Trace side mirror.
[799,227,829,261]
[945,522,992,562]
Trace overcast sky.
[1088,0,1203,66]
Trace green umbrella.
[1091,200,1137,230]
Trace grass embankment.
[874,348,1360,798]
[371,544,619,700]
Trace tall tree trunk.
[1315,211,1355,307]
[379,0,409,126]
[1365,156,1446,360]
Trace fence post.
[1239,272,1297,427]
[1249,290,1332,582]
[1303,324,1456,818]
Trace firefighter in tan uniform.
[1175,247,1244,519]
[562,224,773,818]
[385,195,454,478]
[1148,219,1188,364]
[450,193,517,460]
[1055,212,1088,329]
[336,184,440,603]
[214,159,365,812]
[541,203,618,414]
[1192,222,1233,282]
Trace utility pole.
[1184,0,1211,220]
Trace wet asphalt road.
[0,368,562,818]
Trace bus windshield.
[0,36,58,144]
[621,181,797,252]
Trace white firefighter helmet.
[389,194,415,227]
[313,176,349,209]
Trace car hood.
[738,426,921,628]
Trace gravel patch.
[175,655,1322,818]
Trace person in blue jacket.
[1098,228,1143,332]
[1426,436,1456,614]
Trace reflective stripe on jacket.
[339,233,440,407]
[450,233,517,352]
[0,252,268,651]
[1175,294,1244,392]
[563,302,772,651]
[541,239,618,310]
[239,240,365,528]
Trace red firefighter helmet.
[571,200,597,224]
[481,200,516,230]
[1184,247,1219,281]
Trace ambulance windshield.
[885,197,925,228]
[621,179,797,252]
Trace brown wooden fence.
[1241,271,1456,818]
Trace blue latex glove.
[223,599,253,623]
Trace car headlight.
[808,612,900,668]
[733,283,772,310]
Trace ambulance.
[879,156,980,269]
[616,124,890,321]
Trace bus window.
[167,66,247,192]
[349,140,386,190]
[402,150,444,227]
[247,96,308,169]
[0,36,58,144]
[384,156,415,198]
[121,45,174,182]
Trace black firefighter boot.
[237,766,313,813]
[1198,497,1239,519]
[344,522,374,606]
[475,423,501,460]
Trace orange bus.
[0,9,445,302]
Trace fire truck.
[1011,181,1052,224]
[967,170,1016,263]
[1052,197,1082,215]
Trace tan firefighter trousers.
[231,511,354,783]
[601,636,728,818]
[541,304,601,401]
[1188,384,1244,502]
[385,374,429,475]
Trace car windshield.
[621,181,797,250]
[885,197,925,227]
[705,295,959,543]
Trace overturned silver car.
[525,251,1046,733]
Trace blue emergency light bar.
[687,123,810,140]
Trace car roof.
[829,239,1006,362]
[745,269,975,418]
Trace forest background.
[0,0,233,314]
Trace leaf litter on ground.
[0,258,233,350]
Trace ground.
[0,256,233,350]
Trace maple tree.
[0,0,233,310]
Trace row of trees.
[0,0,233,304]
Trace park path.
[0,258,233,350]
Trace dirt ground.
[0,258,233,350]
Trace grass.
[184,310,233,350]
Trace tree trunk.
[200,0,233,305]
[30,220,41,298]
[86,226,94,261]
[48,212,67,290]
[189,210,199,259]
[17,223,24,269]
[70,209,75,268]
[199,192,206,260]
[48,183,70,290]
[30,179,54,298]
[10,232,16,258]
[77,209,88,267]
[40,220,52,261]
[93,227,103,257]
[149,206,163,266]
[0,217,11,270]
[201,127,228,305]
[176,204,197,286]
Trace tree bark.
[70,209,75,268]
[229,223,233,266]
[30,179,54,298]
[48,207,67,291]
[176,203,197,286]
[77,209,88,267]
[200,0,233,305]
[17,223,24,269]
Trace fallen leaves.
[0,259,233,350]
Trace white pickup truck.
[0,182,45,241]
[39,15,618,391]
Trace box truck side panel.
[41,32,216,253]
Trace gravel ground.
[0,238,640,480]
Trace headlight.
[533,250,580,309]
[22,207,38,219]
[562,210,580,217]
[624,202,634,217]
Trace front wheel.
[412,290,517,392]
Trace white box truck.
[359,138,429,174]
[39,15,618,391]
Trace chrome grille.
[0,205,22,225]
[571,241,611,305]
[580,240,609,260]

_ _ _ _

[WHAT YOU ARE ASKED TO DO]
Update the part that opens with the line containing "Trace fallen leaves." and runs through the end of the items by replacing "chrome grille" with "metal grille", changing nothing else.

[RESULT]
Trace fallen leaves.
[0,259,233,350]
Trace white pickup truck.
[0,182,45,241]
[39,15,618,391]
Trace box truck side panel.
[41,32,216,253]
Trace gravel ground.
[0,238,640,480]
Trace headlight.
[533,250,580,309]
[22,207,38,219]
[562,210,580,217]
[624,202,634,217]
Trace front wheel.
[412,290,517,392]
Trace white box truck.
[359,138,429,174]
[39,15,618,391]
Trace metal grille.
[0,205,22,225]
[571,241,611,305]
[580,240,609,260]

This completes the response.